::: AVAILABLE DATA :::

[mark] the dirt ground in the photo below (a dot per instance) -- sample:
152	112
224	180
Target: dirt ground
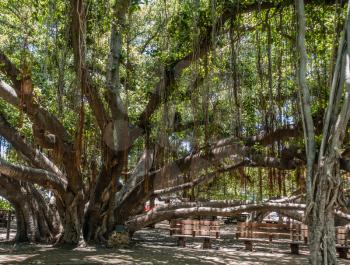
155	246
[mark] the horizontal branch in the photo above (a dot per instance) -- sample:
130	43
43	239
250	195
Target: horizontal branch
41	177
197	181
35	157
155	215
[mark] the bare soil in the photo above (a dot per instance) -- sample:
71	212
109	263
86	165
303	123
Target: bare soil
155	246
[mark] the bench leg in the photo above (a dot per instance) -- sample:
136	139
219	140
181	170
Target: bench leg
343	253
248	245
206	243
181	242
294	248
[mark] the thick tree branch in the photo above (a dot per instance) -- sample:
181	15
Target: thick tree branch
41	177
35	157
155	215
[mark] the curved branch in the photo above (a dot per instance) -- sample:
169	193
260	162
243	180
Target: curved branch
197	181
35	157
41	177
155	215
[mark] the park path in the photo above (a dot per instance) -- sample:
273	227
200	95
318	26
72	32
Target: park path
155	246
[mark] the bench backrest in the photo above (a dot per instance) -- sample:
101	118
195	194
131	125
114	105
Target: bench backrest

:::

→ WHAT IS REQUIRED
Transcribe the listing in full and omit the pictures.

→ RESULT BELOW
[mark] the dirt ground in the photo below (a dot per instance) -- sample:
152	112
224	180
Target: dirt ground
155	246
[mark] the horizontal branch in the photo above (a dot per instance) -- sample:
130	43
43	239
250	195
Target: horizontal branch
41	177
197	181
35	157
155	215
[mark] the bare soil in the photo above (a dot per instance) -- sample:
71	212
109	263
86	165
303	123
Target: bare soil
155	246
[mark] the bench leg in the photo above (a dot per instance) -- sample:
136	139
219	140
181	170
Target: bench leg
343	253
248	245
206	243
181	242
294	248
[mark] the thick tree branch in the photo above (a dot per instance) -- sample:
181	15
Target: thick tree branch
41	177
35	157
155	215
[mark] the curved branch in the photo above (a dot per instance) -- sample:
169	193
260	162
243	180
Target: curved branch
197	181
35	157
41	177
155	215
[mark] the park path in the photo above (a dot per instance) -- sample:
273	227
200	95
318	26
72	32
Target: park path
155	246
[mark] the bench backrest in the photo above (a dot per instance) -- sample:
101	118
195	194
131	125
114	105
Target: bench backrest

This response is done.